Task details: Render every line of the listing below as a JSON list of strings, with one string per line and no blank lines.

Information provided:

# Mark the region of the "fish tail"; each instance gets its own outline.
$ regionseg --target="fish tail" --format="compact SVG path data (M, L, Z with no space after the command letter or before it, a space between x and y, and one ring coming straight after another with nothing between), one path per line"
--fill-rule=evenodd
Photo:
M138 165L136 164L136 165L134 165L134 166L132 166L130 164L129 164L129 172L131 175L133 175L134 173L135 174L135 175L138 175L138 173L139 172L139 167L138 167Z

Solution below:
[
  "# Mark the region of the \"fish tail\"; each instance gets its own outline.",
  "$ regionseg --target=\"fish tail\" --format=\"compact SVG path data (M, L, Z with no space after the command letter or before it, a space between x and y, and one ring coming straight after another with nothing between), one path per line\"",
  "--fill-rule=evenodd",
  "Photo:",
  "M138 165L136 164L136 165L134 165L134 166L132 166L130 164L129 164L129 172L131 175L133 175L134 173L135 174L135 175L138 175L138 173L139 172L139 167L138 167Z"
]